**Exercise description:**
The expected output is an exact restatement of all the records.

Collected data:
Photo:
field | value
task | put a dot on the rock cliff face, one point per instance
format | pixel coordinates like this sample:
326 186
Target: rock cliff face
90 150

**Result of this exercise:**
Photo:
field | value
task | put a dot on the rock cliff face, one point per instance
format | pixel coordinates like this sample:
326 186
Target: rock cliff face
90 150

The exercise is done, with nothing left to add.